量子コンピューターまで到達すると、社会の進化は想像を絶するものとなっていくだろう。私は、現代の米国ハイテク企業については、株式市場のボラティリティやFRBの金利動向なんか関係なく、強気でいいと考えている。
しかし、量子コンピューターの分野への投資には、今のところリスクも伴うというのも事実だ。
実用化にはまだ時間がかかり、多くの課題を解決していかなければならない。技術開発には莫大な資金が必要で、収益化までの道のりが長い。どの技術が将来の主流になるかが決まっていないため、投資判断も難しい。
量子コンピューターの動作には特殊な環境(低温装置など)が必要で、コストが高い。さらに、量子コンピューターが普及する前に、別の革新技術が登場する可能性すらもある。要するに、この分野はまだ黎明期にあり、不確実性も多い。
そう考えると、Googleが発表した量子コンピューターチップ「ウィロー」によって盛り上がりつつある業界ではあるが、ここに投資するのはバクチ的な要素が加わることは否めない。
ただ、間違いなくこの分野からテンハガー(投資した株式の価格が10倍になる株式)が登場してくるだろう。そういう意味でも、注目に値する分野であるともいえる。

**実施課題**
**a)** 量子コンピューター投資に関する文章で、Googleが発表した量子コンピューターチップの名前を答えなさい。
**b)** 量子コンピューター投資に関する文章の続きを、最後の文のあとから書きなさい。
ここから先の行は、量子コンピューター投資に関する文章とは別の資料である。

**データセット**

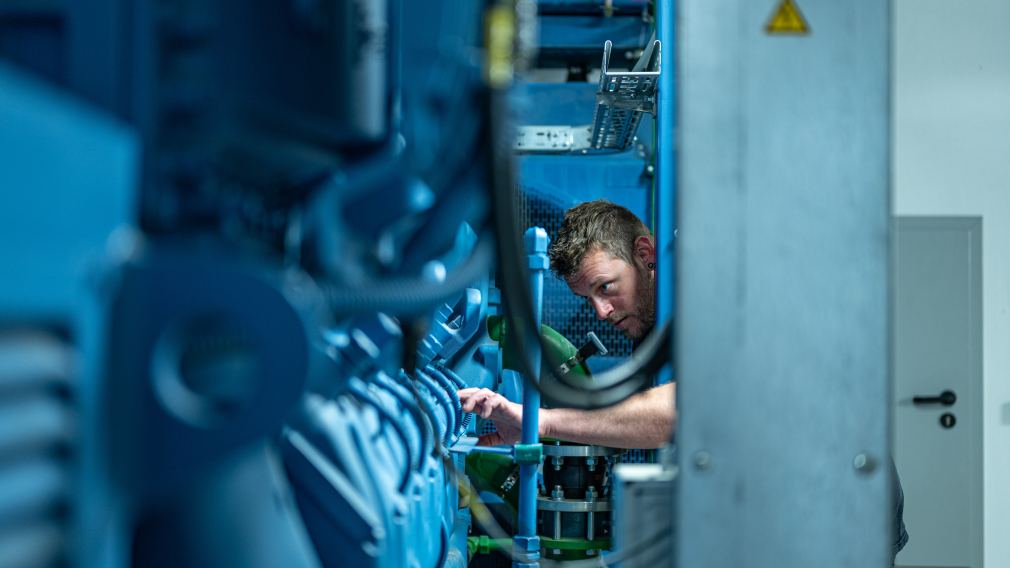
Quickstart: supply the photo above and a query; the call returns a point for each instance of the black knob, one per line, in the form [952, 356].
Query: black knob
[946, 398]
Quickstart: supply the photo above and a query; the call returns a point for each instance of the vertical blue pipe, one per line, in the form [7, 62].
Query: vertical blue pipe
[526, 540]
[666, 164]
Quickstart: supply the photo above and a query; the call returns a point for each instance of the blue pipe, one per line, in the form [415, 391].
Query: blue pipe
[499, 450]
[666, 171]
[526, 540]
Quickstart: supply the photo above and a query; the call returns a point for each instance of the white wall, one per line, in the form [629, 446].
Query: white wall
[951, 157]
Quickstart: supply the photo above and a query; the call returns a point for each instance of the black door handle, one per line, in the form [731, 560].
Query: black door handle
[946, 398]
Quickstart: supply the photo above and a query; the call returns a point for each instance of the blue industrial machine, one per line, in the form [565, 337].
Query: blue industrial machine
[253, 250]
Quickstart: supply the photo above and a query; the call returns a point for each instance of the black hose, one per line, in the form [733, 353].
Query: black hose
[356, 389]
[413, 408]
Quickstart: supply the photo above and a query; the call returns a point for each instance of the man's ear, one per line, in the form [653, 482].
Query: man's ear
[644, 250]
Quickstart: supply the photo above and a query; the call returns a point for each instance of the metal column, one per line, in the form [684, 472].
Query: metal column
[783, 305]
[666, 172]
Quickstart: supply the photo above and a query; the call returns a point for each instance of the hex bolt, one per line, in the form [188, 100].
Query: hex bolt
[864, 463]
[702, 460]
[558, 493]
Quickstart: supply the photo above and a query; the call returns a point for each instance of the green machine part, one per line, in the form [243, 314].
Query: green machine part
[499, 474]
[556, 349]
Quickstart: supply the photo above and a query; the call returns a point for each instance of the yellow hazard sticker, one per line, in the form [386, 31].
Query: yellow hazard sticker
[787, 19]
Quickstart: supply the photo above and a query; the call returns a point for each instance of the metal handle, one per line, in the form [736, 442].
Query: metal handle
[946, 398]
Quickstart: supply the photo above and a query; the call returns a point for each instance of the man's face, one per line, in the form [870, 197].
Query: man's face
[621, 293]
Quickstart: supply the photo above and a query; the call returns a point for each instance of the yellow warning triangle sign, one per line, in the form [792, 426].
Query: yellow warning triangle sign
[787, 19]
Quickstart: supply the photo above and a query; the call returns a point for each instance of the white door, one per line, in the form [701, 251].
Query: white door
[937, 446]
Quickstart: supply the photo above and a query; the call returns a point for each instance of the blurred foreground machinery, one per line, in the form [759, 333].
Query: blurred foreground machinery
[249, 260]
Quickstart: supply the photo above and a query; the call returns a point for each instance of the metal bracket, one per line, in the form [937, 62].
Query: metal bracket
[548, 139]
[620, 99]
[623, 96]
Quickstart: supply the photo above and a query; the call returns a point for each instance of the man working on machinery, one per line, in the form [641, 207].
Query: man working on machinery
[607, 256]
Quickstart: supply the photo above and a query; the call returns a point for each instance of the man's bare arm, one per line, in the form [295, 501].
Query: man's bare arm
[645, 419]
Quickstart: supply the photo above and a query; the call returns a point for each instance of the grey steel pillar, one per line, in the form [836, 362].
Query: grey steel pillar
[783, 303]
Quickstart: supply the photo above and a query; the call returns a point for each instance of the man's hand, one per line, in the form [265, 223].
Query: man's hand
[488, 404]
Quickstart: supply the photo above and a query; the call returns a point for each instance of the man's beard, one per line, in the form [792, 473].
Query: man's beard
[644, 309]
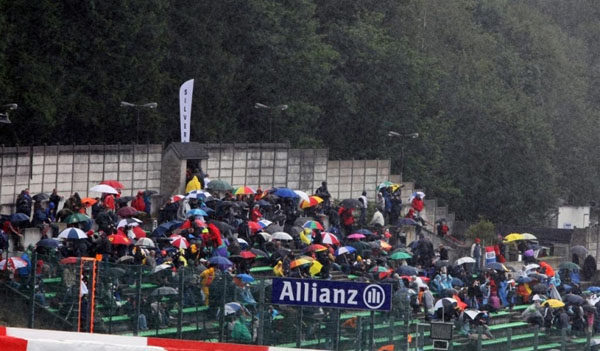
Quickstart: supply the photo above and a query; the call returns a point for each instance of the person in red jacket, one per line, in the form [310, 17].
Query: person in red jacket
[138, 203]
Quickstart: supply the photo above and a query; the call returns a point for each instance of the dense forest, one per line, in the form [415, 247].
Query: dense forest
[504, 94]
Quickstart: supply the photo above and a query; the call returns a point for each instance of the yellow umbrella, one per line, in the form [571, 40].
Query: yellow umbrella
[554, 303]
[193, 184]
[513, 237]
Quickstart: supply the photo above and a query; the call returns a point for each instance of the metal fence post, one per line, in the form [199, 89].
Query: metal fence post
[32, 281]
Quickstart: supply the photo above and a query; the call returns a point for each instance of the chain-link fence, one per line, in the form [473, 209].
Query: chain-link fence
[125, 299]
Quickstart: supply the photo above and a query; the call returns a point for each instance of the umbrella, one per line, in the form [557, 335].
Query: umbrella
[329, 238]
[315, 248]
[313, 225]
[446, 303]
[407, 270]
[196, 212]
[529, 236]
[344, 250]
[464, 260]
[125, 258]
[281, 236]
[41, 197]
[442, 263]
[166, 227]
[311, 202]
[49, 243]
[524, 279]
[531, 266]
[103, 188]
[88, 201]
[244, 190]
[115, 184]
[247, 255]
[284, 192]
[180, 242]
[164, 290]
[222, 262]
[77, 218]
[496, 266]
[356, 236]
[351, 203]
[407, 221]
[126, 211]
[19, 217]
[513, 237]
[246, 278]
[146, 242]
[573, 299]
[579, 251]
[13, 263]
[72, 233]
[303, 196]
[131, 222]
[568, 266]
[554, 303]
[300, 262]
[118, 239]
[219, 185]
[400, 255]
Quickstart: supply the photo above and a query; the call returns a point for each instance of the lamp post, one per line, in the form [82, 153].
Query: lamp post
[403, 137]
[137, 107]
[266, 107]
[4, 115]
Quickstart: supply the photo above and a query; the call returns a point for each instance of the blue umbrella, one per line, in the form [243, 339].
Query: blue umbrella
[407, 221]
[19, 217]
[246, 278]
[222, 262]
[364, 231]
[285, 192]
[164, 228]
[196, 212]
[50, 243]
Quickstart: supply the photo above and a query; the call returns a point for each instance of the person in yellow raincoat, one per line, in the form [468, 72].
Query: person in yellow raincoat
[207, 277]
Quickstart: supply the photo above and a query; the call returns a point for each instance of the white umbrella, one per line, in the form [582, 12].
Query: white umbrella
[304, 196]
[103, 188]
[281, 236]
[147, 242]
[464, 260]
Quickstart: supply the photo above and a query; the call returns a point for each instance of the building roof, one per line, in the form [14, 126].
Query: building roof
[188, 151]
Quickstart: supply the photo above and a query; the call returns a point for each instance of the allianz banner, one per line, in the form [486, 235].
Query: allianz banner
[332, 294]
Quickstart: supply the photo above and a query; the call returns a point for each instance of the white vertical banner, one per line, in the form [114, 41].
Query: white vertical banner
[185, 109]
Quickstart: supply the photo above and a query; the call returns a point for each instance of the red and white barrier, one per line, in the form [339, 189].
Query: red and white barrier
[21, 339]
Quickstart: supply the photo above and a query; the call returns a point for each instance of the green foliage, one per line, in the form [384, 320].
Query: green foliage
[484, 230]
[504, 94]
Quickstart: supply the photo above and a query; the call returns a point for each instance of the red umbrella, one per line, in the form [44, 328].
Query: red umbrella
[118, 239]
[139, 232]
[127, 211]
[247, 254]
[115, 184]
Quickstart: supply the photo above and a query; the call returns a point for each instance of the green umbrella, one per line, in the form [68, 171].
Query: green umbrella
[219, 185]
[77, 218]
[400, 255]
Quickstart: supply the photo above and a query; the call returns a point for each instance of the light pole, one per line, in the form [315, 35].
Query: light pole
[6, 108]
[266, 107]
[137, 107]
[402, 136]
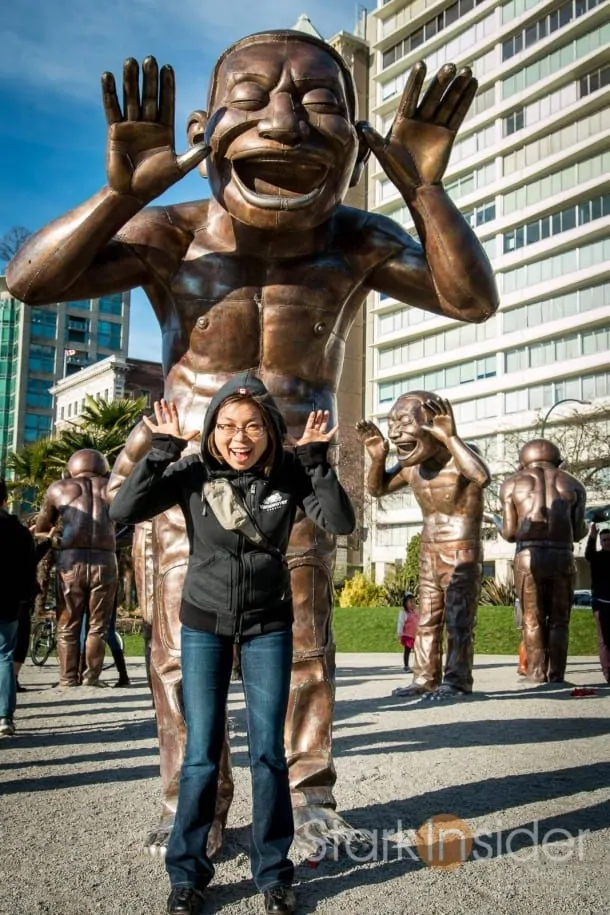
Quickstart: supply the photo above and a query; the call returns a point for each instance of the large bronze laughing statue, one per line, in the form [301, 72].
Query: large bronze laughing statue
[268, 275]
[543, 512]
[447, 477]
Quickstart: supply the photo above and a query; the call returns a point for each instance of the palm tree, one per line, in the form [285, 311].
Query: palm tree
[103, 425]
[33, 468]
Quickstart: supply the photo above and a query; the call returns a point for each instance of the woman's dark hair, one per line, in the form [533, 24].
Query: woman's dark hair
[269, 457]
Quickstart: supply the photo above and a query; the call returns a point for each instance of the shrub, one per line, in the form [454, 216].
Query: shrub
[361, 591]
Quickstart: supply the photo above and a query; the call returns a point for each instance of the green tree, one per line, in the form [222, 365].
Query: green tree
[103, 425]
[32, 469]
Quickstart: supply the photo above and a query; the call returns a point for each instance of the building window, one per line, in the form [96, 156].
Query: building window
[598, 79]
[43, 323]
[36, 427]
[111, 305]
[514, 121]
[109, 335]
[78, 330]
[41, 359]
[37, 394]
[563, 221]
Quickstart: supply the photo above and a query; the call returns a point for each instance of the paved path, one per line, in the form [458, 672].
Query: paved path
[526, 769]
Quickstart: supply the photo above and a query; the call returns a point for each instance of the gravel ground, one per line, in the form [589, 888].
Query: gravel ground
[79, 787]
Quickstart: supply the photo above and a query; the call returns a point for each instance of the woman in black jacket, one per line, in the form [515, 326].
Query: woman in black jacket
[239, 498]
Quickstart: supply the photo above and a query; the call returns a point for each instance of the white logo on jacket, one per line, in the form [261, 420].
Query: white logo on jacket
[273, 501]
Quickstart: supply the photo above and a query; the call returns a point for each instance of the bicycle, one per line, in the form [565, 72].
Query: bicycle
[44, 641]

**解答例**
**a)** 「ウィロー」

**b)**
ただ、EV(電気自動車)の分野でもそうだったが、一時的に注目されながらも経営的に失敗する企業は山ほどある。「ファラデー・フューチャー」「ロッズタウン・モーターズ」「ニコラ・コーポレーション」などは、期待されながらも財政問題・安全性問題・遅延問題などで轟沈していった。
同じことが量子コンピューター関連企業でも見られるだろう。高い成長性が期待されるが技術的に困難が待ち構えている分野においては、複数の選択肢に分散投資をおこない、冷静な判断をくだすことが成功への鍵となる。
「投資は利益を追うだけでなく、リスクとどう向き合うかで結果が変わる」という教訓がある。量子コンピューター関連も、リスクと向き合わなければならない分野であるのは間違いない。